***** EXCERPT *****

Posted by Joshua on Monday, December 10th, 2012
29 Syrian coordinating committees and militias sign a petition stating that they are all Jabhat al-Nusra 29 تنسيقية وكتيبة تسمّي الجمعة القادمة “لا للتدخل الأمريكي– كلنا جبهة النصرة”
It seems that the US has provoked the formation of a counter-alliance against it even before Assad has fallen. Syrian militias established a new command that is estimated to be made up of roughly two-thirds of representatives of the Muslim Brotherhood and Salafist allies, according to Reuters.
The Syrian civilian opposition has failed to reach consensus on selecting the head of the transitional government. The next meeting about the issue will be Dec 15
Al-Jazeera – New Syrian Military command, led by Selim Idris makes its announcement – in Arabic
Syrian rebels elect head of new military command
Reuters – Sat, Dec 8, 2012 – Reporting by Khaled Yacoub Oweis
- Article: End drawing close for Syria’s Assad: German spy chief, Sat, Dec 8, 2012
AMMAN (Reuters) – Syrian rebel groups have chosen Brigadier Selim Idris, a former officer in President Bashar al-Assad’s army, to head their new Islamist-dominated military command, opposition sources said on Saturday.

*****

▸ PROBLEMS TO SOLVE:
**a)** In the Syria post, who did Syrian rebel groups choose to head their new military command?
**b)** Can you write the next few sentences of the Syria post, picking up right after its final line?

***** DATA ROWS *****

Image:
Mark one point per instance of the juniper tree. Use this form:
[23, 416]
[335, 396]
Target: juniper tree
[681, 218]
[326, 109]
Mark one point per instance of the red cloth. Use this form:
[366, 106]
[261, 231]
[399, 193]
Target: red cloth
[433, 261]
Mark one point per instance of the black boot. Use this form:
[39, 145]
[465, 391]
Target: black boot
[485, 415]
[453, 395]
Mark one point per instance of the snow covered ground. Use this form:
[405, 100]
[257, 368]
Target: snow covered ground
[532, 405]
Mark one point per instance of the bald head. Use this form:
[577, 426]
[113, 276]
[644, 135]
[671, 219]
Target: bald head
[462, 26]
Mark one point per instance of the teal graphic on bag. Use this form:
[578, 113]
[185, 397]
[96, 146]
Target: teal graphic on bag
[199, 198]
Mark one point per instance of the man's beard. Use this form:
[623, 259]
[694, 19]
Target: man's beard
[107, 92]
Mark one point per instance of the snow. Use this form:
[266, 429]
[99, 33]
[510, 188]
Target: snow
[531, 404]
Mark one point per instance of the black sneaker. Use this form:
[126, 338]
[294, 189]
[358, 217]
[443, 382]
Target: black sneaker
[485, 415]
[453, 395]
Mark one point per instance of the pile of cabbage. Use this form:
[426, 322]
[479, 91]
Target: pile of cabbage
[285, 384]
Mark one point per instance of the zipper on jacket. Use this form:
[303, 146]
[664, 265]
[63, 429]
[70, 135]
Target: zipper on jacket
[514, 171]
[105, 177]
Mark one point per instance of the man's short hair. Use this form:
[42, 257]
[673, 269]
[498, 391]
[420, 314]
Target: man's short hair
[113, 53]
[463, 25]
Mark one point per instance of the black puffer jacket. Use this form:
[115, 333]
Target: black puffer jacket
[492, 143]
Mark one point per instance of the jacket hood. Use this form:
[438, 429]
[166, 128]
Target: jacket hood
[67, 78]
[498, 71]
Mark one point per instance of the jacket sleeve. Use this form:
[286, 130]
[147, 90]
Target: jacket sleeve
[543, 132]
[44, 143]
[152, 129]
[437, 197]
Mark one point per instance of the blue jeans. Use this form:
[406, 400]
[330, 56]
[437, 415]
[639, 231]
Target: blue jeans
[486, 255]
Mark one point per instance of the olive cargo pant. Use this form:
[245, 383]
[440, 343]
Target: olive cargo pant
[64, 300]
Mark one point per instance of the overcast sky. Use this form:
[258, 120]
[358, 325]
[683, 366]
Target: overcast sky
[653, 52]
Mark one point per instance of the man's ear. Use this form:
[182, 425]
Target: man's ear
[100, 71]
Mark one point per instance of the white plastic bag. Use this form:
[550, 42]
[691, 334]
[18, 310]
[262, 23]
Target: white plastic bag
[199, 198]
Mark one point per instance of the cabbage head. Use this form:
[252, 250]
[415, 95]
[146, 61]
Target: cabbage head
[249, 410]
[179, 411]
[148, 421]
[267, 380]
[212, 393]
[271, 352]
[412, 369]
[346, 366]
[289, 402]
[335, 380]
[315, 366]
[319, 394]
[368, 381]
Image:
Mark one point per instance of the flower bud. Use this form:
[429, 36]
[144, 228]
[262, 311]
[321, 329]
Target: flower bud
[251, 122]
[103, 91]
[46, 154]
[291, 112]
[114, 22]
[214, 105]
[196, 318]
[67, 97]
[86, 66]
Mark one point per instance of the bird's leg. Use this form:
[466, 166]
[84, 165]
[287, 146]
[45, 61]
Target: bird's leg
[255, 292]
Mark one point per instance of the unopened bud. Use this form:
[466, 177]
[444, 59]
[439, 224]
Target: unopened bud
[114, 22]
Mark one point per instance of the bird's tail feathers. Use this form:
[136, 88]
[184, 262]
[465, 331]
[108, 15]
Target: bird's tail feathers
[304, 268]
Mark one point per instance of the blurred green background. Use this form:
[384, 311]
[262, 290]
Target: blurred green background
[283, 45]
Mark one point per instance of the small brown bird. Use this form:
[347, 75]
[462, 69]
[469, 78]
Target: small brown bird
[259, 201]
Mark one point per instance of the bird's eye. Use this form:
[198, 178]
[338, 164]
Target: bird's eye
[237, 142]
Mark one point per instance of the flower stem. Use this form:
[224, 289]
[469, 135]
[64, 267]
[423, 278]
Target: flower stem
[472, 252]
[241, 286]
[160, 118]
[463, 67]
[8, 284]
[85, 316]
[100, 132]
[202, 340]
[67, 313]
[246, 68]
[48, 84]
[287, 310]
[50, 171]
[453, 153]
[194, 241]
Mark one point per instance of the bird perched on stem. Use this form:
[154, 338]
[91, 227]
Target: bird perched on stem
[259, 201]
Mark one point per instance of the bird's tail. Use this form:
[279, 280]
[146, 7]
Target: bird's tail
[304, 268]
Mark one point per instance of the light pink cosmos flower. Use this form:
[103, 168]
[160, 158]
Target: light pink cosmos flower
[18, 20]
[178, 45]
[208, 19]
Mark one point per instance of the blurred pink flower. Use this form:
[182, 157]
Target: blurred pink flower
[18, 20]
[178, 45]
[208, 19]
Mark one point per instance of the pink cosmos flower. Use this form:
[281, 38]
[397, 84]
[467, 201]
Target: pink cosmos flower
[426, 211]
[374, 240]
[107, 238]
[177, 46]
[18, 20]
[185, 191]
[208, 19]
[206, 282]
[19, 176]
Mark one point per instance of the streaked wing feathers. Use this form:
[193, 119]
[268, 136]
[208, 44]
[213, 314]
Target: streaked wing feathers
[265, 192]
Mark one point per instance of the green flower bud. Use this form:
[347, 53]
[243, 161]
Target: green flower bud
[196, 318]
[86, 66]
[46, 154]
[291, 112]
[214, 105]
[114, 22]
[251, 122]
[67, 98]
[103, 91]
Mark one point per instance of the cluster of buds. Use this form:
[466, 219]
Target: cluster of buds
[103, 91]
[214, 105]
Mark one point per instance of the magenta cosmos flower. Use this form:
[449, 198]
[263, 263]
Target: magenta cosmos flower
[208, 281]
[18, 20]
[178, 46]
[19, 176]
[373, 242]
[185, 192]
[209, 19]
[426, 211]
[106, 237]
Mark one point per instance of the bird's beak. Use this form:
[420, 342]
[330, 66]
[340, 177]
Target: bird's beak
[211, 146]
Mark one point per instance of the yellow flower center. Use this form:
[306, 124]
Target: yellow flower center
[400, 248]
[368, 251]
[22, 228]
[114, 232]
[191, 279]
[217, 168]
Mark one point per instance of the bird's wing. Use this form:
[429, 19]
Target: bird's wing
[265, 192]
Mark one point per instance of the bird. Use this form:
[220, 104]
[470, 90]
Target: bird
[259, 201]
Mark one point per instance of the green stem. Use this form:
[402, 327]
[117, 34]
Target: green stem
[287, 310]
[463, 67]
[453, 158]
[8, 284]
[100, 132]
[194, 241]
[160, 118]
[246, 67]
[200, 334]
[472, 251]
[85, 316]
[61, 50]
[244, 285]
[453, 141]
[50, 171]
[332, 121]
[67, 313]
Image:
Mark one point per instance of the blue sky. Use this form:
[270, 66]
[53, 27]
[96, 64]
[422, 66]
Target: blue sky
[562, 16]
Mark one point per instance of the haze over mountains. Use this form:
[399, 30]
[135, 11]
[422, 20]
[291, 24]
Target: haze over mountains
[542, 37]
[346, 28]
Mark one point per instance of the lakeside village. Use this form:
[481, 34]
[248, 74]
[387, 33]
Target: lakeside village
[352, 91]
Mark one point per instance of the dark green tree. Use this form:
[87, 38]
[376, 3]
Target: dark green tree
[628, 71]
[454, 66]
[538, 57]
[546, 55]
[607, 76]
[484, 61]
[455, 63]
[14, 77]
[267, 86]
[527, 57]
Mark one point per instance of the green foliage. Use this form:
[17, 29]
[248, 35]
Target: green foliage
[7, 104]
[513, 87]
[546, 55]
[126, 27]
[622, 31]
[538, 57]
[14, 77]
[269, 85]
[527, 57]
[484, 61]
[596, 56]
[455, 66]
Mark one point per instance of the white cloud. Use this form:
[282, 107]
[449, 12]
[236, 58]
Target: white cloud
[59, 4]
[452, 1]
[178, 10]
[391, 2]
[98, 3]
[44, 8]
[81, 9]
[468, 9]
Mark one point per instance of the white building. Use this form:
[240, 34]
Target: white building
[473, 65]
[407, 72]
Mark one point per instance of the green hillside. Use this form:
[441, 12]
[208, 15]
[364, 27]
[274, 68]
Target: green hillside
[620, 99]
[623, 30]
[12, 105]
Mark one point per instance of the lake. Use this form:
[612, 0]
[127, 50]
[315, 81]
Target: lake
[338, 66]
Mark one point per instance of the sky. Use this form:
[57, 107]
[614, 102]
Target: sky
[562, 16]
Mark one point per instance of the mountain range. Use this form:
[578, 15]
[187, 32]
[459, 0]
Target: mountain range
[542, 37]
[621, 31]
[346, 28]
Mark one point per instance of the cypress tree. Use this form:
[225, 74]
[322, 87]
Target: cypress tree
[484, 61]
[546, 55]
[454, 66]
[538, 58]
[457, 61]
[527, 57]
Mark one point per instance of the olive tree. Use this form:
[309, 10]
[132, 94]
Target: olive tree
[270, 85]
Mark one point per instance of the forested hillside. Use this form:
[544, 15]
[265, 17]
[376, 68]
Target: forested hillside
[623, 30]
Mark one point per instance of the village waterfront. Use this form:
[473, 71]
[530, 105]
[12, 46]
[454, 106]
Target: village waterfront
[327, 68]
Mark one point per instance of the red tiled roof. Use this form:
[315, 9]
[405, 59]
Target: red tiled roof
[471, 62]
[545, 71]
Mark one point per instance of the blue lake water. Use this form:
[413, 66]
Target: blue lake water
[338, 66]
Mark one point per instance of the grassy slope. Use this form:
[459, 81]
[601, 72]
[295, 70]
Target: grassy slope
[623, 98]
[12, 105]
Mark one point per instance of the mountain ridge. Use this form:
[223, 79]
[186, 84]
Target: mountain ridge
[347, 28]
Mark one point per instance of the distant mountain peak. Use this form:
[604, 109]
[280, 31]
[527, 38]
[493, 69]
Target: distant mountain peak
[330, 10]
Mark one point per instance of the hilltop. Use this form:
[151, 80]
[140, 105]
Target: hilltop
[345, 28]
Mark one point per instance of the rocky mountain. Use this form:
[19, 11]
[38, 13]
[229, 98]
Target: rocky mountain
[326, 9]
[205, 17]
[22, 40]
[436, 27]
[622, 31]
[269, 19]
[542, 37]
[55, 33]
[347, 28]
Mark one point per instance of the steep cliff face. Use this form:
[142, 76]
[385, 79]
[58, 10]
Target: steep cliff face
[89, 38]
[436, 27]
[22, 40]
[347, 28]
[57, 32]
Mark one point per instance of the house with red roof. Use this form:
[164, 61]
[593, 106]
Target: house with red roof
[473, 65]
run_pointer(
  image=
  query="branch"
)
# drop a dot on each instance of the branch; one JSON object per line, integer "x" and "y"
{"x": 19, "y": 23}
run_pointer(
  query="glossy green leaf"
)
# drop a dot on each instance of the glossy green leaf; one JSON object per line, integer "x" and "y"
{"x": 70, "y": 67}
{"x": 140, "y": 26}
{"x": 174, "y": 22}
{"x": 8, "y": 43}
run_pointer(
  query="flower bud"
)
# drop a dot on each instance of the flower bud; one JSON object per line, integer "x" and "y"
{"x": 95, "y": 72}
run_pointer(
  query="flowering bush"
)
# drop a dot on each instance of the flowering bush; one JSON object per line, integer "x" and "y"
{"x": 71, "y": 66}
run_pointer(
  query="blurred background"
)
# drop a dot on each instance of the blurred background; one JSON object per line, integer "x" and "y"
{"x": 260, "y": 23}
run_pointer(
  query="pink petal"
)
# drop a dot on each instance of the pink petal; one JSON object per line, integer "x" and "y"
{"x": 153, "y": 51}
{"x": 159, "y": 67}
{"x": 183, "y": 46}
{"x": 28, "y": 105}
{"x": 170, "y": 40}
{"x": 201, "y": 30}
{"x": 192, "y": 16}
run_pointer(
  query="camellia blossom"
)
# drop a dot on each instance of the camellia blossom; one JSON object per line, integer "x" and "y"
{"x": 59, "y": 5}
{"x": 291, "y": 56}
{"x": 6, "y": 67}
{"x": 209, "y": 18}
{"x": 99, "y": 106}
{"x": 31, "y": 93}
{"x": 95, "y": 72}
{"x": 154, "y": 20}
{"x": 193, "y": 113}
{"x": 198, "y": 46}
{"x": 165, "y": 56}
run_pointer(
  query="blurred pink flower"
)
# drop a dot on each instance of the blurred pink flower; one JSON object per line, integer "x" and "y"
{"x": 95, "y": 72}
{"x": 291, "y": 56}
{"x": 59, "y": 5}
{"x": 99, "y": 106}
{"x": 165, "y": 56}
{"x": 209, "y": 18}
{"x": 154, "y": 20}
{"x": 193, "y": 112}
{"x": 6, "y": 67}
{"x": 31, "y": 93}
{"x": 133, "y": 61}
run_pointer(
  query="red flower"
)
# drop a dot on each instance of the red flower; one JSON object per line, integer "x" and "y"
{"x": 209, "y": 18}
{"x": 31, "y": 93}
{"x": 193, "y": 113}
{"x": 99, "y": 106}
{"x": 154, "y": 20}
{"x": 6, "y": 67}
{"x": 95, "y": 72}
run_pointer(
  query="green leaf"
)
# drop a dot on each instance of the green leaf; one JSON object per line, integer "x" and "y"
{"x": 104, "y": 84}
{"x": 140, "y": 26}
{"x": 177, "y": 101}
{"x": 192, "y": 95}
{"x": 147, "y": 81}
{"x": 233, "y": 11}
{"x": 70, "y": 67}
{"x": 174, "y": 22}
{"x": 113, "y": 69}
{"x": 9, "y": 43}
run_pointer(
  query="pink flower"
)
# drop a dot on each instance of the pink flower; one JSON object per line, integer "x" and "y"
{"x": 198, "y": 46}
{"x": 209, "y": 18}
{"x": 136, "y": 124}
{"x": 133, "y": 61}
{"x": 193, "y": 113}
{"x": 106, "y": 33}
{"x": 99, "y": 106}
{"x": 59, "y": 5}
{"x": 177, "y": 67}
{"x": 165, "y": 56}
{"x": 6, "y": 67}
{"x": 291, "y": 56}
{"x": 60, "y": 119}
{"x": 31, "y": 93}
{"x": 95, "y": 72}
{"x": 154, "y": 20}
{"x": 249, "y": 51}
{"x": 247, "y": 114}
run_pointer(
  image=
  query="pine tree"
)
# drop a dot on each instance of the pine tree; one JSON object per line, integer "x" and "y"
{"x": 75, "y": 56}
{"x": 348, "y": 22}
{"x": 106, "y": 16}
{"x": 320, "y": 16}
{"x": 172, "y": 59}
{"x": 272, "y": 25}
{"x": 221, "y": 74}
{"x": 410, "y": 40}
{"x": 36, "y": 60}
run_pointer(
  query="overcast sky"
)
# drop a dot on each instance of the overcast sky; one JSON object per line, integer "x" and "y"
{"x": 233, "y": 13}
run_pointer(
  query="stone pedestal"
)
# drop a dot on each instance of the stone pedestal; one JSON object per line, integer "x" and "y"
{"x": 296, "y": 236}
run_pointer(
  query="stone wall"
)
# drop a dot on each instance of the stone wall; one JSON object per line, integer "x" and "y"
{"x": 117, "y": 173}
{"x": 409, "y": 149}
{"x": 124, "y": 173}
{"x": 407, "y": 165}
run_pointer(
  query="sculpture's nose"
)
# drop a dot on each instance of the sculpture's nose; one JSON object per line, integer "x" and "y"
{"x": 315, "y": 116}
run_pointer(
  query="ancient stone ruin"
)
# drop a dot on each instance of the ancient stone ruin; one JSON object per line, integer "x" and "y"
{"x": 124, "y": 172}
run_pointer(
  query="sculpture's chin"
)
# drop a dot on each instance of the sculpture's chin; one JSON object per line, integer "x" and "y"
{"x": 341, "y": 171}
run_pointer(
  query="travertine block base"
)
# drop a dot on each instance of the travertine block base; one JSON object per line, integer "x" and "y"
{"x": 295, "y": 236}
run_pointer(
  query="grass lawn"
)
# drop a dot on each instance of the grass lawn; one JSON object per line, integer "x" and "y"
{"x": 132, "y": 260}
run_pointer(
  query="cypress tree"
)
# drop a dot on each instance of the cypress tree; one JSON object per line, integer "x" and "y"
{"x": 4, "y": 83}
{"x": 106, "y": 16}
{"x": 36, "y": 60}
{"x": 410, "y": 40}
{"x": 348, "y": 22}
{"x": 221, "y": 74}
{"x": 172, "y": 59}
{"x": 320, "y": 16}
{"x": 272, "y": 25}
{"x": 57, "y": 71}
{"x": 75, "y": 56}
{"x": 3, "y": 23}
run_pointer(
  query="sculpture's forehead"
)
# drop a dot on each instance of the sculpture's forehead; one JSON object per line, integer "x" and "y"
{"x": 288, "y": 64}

*****

▸ THE ANSWERS:
**a)** Brigadier Selim Idris, a former officer in President Bashar al-Assad's army.

**b)**
Idris, whose home province of Homs has been at the forefront of the Sunni Muslim-led uprising, was elected by 30 military and civilian members of the joint military command after talks attended by Western and Arab security officials in the Turkish city of Antalia.
“Saleh is not ideological, but he has been appointed top aides who are close to Salafist rebels,” one of the sources who has been following the meeting said.
The joint command named Islamist commanders Abdelbasset Tawil from the northern province of Idlib and Abdelqader Saleh from the adjacent province of Aleppo to serve as Idris’s deputies, the source said.
The unified command includes many with ties to the Muslim Brotherhood and to Salafists, who follow a puritanical interpretation of Islam. It excludes the most senior officers who had defected from Assad’s military.
Its composition, estimated to be two-thirds from the Muslim Brotherhood and its allies, reflects the growing strength of Islamist fighters on the ground and resembles that of the civilian opposition leadership coalition created under Western and Arab auspices in Qatar last month.
Absent from the group is Colonel Riad al-Asaad, founder of the Syrian Free Army and Brigadier Mustafa al-Sheikh, a senior officer known for his opposition to the Muslim Brotherhood.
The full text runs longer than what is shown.